À faire
Prolongez l'extrait sur la taxe d'aménagement du domaine de Thanvillé en reprenant juste après sa dernière phrase.

Extrait du document
● ● ● ● ●
Au cas d’espèce, la société Domaine de Thanvillé avait fait l’objet d’une procédure de taxation d’office à la suite de travaux réalisés sur le château de Thanvillé et pour lesquels un procès-verbal d’infraction avait été dressé le 2 septembre 2015, suite à un contrôle réalisé le 28 juillet 2015.
Un titre de perception avait ensuite été émis par la Préfète de la Région Grand Est et du département du Bas-Rhin, en vue du recouvrement de la taxe d’aménagement, pour un montant de 15 056 euros.
La société avait alors saisi le tribunal administratif de Strasbourg d’une requête tendant à l’annulation du titre de perception émis en vue du recouvrement de la cotisation de taxe d’aménagement et des pénalités correspondantes, au motif notamment qu’en vertu de l’article L. 425-5 du code de l’urbanisme, les travaux réalisés sur un monument classé au titre des monuments historiques n’étaient pas soumis à autorisation d’urbanisme (mais à l’autorisation de travaux prévue au titre de l’article L. 621-9 du code du patrimoine). Par voie de conséquence, selon la requérante, les travaux réalisés objets du procès-verbal d’infraction ne donneraient pas lieu au paiement de la taxe d’aménagement. En effet, pour rappel, l’article L. 331-6 du code de l’urbanisme, dans sa version applicable au litige, prévoyait que seuls les travaux soumis à un régime d’autorisation en vertu du code de l’urbanisme donnaient lieu au paiement de la taxe d’aménagement.
Par un jugement 1)TA Strasbourg 12 janvier 2023 SCI du domaine de Thanvillé, req. n° 2008383 en date du 12 janvier 2023, le tribunal administratif de Strasbourg a rejeté sa demande en considérant que la société requérante n’ayant pas obtenu l’autorisation de travaux prévue au titre de l’article L. 621-9 du code du patrimoine, elle n’était pas fondée à soutenir que les travaux effectués étaient dispensés d’autorisation d’urbanisme et que la procédure de taxation d’office ne pouvait être suivie.
Saisi d’un pourvoi à l’encontre de cette décision, le Conseil d’Etat rappelle tout d’abord qu’en vertu de l’article L. 331-6 du code de l’urbanisme, dans sa version applicable au litige, le fait générateur de la taxe d’aménagement est, « en cas de constructions ou d’aménagements sans autorisation ou en infraction aux obligations résultant de l’autorisation de construire ou d’aménager, celle du procès-verbal constatant l’achèvement des constructions ou des aménagements en cause ».
A ce titre, le Conseil d’Etat considère que :
- D’une part, il ressort des pièces du dossier soumis aux juges du fond que le titre de perception contesté a été émis pour le recouvrement d’une cotisation de taxe d’aménagement liquidée au vu d’un procès-verbal d’infraction au code de l’urbanisme constatant la réalisation sans autorisation de travaux de construction et d’agrandissement ;
- D’autre part, il ressort des pièces produites pour la première fois en cassation que par un jugement du 24 novembre 2016, dont il n’est pas contesté qu’il est devenu définitif, le tribunal correctionnel de Colmar a constaté la nullité de ce procès-verbal, nécessaire à l’établissement de la taxe d’aménagement.
● ● ● ● ●
Informations extraites
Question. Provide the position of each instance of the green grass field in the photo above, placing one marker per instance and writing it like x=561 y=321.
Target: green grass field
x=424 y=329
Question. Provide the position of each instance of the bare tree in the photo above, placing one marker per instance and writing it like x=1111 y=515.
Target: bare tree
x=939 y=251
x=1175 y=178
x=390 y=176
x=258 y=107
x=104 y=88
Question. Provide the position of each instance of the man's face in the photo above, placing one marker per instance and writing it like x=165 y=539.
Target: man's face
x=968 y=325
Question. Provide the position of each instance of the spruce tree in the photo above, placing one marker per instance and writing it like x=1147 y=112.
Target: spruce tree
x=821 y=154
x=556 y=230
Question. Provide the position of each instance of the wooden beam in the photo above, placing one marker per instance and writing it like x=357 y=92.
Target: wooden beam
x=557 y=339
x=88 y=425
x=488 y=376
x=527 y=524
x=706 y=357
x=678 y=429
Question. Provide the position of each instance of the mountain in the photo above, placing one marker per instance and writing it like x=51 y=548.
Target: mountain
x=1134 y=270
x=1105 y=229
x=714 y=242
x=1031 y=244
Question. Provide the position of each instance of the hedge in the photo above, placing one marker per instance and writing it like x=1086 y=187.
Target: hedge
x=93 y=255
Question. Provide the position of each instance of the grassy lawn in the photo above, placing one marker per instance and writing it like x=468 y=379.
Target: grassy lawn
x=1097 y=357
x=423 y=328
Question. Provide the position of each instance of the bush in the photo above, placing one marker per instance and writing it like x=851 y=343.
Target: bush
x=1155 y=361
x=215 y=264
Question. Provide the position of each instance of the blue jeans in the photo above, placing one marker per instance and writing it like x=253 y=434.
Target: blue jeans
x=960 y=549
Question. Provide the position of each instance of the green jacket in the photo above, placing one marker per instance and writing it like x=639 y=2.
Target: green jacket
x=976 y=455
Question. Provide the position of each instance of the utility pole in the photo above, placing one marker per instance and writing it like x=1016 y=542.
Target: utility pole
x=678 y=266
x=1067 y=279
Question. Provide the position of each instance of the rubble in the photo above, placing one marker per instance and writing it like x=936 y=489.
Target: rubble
● ● ● ● ●
Résultat de l'exercice
Dès lors, l’autorité de la chose jugée au pénal fait obstacle au maintien de la cotisation de taxe d’aménagement en litige, établie au vu du procès-verbal annulé.
Cette décision est une illustration du principe selon lequel les moyens d’ordre public peuvent être invoqués pour la première fois en cassation, ce que la Haute juridiction avait déjà eu l’occasion de juger concernant la production du jugement pénal devenu définitif pour la première fois au stade de la cassation 2)CE, Section, 16 février 2018, Mme A., req. n° 395371 : publié au recueil Lebon ; CE, Chambres réunies, 27 mai 2021 Ministre de l’intérieur, req. n° 436815 : mentionné aux Tables.
En effet, l’autorité de la chose jugée appartenant aux décisions des juges répressifs devenues définitives s’impose aux juridictions administratives de sorte que le moyen tiré de la méconnaissance de cette autorité, qui présente un caractère absolu, est d’ordre public et peut être invoqué pour la première fois en cassation même si le jugement pénal est produit pour la première fois à ce stade de la procédure.
Enfin, les dispositions aujourd’hui applicables à la taxe d’aménagement 3)cf. Article 1635 quater F du CGI prévoient le cas de l’absence de procès-verbal. En effet, le fait générateur de la taxe d’aménagement est désormais, selon le cas, la date de la délivrance (tacite ou explicite) de l’autorisation d’urbanisme, ou, « en cas de constructions ou d’aménagements sans autorisation ou en infraction aux obligations résultant de l’autorisation de construire ou d’aménager, la date du procès-verbal constatant l’achèvement ou, à défaut d’un tel procès-verbal, la date d’achèvement des constructions ou des aménagements en cause ».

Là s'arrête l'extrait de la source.